Nothing other than the lines from the one containing "panel in the photo above." through the close of the entries below should be printed, each exactly.

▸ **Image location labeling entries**
-- Start --
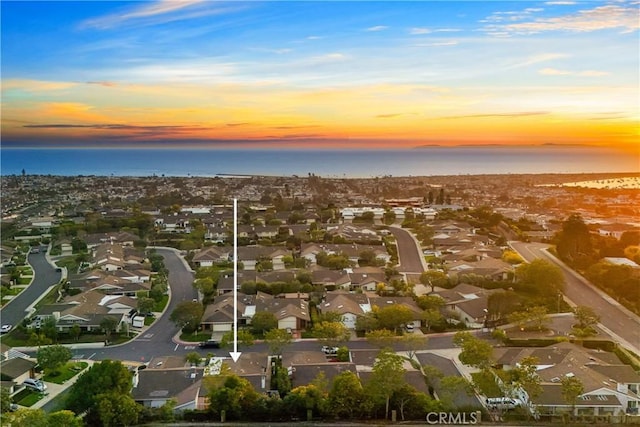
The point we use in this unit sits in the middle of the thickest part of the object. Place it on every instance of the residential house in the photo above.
(15, 370)
(213, 255)
(88, 309)
(348, 305)
(610, 387)
(383, 302)
(469, 302)
(154, 388)
(250, 256)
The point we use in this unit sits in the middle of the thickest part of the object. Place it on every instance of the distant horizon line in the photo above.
(242, 146)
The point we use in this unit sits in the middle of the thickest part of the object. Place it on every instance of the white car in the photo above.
(35, 384)
(503, 403)
(329, 350)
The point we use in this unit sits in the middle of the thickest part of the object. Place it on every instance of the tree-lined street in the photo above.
(621, 322)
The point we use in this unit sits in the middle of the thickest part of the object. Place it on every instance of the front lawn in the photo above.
(67, 372)
(486, 382)
(27, 397)
(160, 305)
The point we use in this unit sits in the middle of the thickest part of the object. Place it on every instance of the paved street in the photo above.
(14, 311)
(622, 323)
(410, 257)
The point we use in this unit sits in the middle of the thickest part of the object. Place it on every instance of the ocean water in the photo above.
(429, 161)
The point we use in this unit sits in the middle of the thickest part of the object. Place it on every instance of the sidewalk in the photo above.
(53, 389)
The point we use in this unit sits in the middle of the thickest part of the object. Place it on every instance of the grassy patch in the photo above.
(487, 384)
(67, 372)
(160, 305)
(69, 262)
(27, 397)
(195, 337)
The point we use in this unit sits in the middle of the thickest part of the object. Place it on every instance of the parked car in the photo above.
(35, 384)
(209, 344)
(329, 350)
(503, 403)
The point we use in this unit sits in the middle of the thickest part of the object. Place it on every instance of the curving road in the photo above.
(45, 276)
(622, 324)
(409, 254)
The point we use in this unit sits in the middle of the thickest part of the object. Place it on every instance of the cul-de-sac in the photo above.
(430, 300)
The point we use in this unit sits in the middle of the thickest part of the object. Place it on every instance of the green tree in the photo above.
(434, 278)
(525, 376)
(108, 324)
(387, 377)
(586, 316)
(452, 386)
(475, 351)
(306, 398)
(116, 409)
(236, 397)
(572, 388)
(64, 418)
(38, 339)
(245, 338)
(187, 315)
(51, 358)
(429, 302)
(511, 257)
(75, 331)
(26, 418)
(102, 378)
(367, 323)
(573, 242)
(277, 340)
(263, 321)
(145, 305)
(5, 400)
(535, 318)
(346, 396)
(412, 343)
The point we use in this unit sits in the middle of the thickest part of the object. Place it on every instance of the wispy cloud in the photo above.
(437, 44)
(102, 83)
(35, 85)
(416, 31)
(159, 12)
(586, 73)
(536, 59)
(612, 16)
(512, 115)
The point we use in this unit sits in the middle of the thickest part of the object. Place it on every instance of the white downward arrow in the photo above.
(235, 354)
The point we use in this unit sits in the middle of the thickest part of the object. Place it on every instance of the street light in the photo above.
(559, 297)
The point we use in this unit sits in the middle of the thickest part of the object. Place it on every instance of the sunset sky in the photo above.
(320, 74)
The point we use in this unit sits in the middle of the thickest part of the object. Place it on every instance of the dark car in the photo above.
(209, 344)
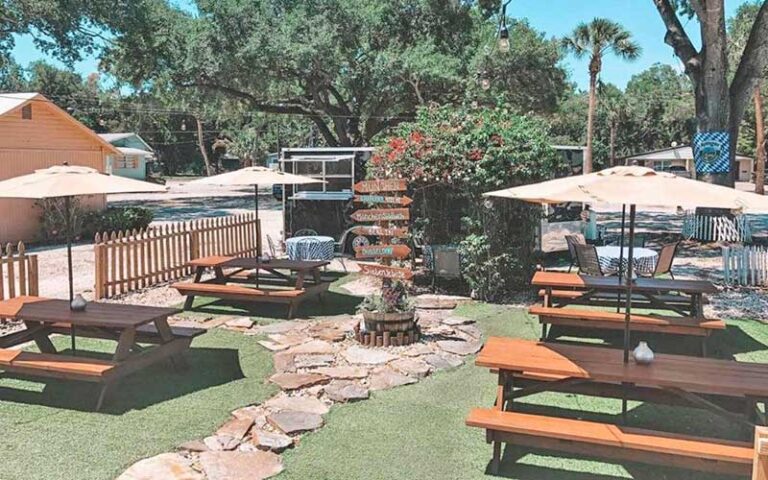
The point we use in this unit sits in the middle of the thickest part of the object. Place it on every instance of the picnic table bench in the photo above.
(596, 319)
(693, 381)
(129, 325)
(278, 287)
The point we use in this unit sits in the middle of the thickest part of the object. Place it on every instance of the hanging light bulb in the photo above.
(504, 39)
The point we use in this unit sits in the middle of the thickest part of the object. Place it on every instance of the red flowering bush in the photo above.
(451, 156)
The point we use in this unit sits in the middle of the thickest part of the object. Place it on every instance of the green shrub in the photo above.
(451, 156)
(86, 223)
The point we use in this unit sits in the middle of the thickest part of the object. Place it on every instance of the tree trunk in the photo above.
(759, 143)
(587, 168)
(201, 144)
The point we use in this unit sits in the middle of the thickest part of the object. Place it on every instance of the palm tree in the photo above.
(596, 39)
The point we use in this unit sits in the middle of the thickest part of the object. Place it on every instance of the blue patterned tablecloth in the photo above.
(310, 248)
(644, 259)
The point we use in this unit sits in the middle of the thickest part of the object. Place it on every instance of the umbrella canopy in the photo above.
(70, 181)
(636, 186)
(256, 176)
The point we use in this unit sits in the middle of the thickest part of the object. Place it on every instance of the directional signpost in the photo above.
(386, 185)
(381, 215)
(404, 201)
(382, 251)
(383, 271)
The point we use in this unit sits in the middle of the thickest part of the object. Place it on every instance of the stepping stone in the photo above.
(290, 422)
(367, 356)
(274, 441)
(417, 349)
(441, 302)
(254, 413)
(313, 361)
(298, 404)
(440, 361)
(256, 465)
(346, 392)
(471, 330)
(460, 347)
(455, 321)
(411, 367)
(387, 378)
(240, 322)
(283, 362)
(288, 340)
(293, 381)
(193, 446)
(345, 373)
(272, 346)
(168, 466)
(236, 428)
(218, 443)
(313, 347)
(280, 327)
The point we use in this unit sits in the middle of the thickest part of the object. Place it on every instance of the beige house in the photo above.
(35, 134)
(679, 159)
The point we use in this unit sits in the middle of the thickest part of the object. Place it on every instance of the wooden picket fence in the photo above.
(18, 272)
(716, 229)
(745, 265)
(129, 261)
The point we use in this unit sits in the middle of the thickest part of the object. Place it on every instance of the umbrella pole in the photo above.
(621, 253)
(68, 226)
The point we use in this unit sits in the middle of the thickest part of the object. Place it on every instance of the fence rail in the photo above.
(18, 272)
(716, 229)
(745, 266)
(129, 261)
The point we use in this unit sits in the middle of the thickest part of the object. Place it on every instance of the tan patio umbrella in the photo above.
(65, 182)
(255, 176)
(635, 186)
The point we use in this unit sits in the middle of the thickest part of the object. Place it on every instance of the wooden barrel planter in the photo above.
(388, 329)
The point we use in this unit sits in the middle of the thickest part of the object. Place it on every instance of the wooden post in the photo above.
(760, 462)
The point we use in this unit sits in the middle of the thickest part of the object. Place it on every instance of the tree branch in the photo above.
(677, 38)
(752, 66)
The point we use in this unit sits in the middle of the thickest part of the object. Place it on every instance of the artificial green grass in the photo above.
(418, 431)
(49, 431)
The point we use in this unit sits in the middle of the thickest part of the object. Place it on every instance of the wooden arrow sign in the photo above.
(384, 214)
(380, 231)
(388, 185)
(404, 201)
(382, 251)
(382, 271)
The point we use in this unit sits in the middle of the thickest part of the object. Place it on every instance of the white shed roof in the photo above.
(10, 101)
(675, 153)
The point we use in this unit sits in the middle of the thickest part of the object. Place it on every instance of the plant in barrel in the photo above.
(389, 318)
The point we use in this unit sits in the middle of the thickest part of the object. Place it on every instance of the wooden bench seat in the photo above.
(54, 365)
(612, 297)
(611, 441)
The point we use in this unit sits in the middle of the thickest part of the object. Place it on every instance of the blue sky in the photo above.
(553, 17)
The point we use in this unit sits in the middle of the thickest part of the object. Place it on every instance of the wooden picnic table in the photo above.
(304, 279)
(654, 291)
(129, 325)
(560, 366)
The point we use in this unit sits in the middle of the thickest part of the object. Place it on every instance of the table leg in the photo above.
(166, 335)
(41, 338)
(125, 344)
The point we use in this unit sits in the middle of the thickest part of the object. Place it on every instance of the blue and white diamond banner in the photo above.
(712, 151)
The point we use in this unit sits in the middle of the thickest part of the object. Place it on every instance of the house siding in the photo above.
(48, 139)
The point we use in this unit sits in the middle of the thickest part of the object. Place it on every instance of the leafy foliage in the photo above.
(451, 156)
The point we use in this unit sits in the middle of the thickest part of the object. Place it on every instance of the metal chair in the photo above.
(666, 258)
(589, 262)
(572, 241)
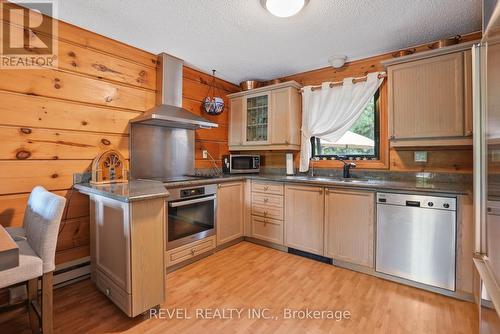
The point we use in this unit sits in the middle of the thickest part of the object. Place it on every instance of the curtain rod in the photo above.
(354, 80)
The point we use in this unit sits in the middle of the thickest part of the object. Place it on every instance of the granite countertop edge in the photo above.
(413, 186)
(137, 190)
(134, 190)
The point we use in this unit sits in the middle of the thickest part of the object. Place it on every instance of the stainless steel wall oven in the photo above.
(191, 215)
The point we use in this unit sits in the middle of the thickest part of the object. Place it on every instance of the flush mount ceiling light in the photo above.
(337, 61)
(284, 8)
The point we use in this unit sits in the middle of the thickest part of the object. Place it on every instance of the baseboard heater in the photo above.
(311, 256)
(71, 272)
(64, 274)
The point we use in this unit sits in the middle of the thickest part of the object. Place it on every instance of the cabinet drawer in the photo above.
(119, 296)
(267, 200)
(189, 251)
(267, 229)
(267, 212)
(267, 187)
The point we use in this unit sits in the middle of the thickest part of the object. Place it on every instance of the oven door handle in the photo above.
(191, 201)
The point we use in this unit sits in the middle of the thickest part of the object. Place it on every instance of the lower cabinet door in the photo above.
(267, 229)
(304, 207)
(349, 226)
(230, 211)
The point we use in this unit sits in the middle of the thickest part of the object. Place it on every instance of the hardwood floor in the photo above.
(250, 276)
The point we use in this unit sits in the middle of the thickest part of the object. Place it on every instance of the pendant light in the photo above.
(284, 8)
(213, 105)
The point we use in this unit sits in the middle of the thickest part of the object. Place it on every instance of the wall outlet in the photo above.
(420, 156)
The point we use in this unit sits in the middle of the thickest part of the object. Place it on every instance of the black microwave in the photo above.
(241, 163)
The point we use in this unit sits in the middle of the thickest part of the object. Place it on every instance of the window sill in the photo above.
(360, 164)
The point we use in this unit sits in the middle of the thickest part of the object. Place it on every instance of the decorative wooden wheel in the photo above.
(109, 167)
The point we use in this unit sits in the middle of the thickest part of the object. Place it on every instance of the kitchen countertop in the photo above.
(134, 190)
(426, 186)
(137, 190)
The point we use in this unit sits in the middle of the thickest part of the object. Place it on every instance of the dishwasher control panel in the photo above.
(419, 201)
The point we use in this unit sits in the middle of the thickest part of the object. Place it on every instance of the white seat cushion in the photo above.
(17, 233)
(30, 266)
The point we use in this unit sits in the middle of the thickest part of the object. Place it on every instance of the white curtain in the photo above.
(329, 112)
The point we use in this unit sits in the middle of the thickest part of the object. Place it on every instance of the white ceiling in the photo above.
(243, 41)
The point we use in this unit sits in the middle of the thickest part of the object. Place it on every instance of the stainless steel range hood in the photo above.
(169, 111)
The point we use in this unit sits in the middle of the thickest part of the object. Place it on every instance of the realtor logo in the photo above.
(28, 33)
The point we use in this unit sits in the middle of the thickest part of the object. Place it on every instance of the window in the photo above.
(361, 142)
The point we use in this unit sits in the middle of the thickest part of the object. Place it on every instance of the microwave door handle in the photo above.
(191, 201)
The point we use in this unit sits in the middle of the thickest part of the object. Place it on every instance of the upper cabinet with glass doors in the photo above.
(266, 118)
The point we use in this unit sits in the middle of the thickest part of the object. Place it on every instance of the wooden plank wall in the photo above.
(454, 160)
(53, 122)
-- End --
▸ **EXERCISE SOLUTION**
The point we use in this unit sits in the middle of the thickest part of the object. Place it on every instance of the dishwasher control panel in the photo above.
(419, 201)
The point we use in this unit sits in the middle of the thickest part of the object. Place it on every instance of the white seat cushion in the photo above.
(17, 233)
(30, 266)
The point we use in this unit sits in the middle of the thickest part of the object. Place it on every instance of the white curtain in the photo above.
(329, 112)
The point we use in this unit sits in the middle of the thickest part of the object. Place it on every instance of the white ceiling in the photo above.
(243, 41)
The point we use in this unit sits in the middle of the thickest part of the object. Place it on every instance of the stainless steel range hood in the photo above.
(169, 111)
The point we use in this unit sits in the middle of the thickest part of the object. Place it on every instance of the realtor logo in the photo above.
(28, 33)
The point we use in this unit sits in the middle of the thickest part of the object. Place it on every instance of the window in the photo above.
(361, 142)
The point we use in this unit sits in the middle of the thickest part of the object. Place it on every instance of the microwave door handle in the photo above.
(191, 201)
The point we use in this unit sits in the middle of the thickest part of the object. Place it on every instance of the upper cabinet with glass doors in the photo above.
(266, 118)
The point we use in this unit sits in the middle of the thickest part of the object. Place it on every instance of the wooden plank wall in the photo above.
(454, 160)
(53, 122)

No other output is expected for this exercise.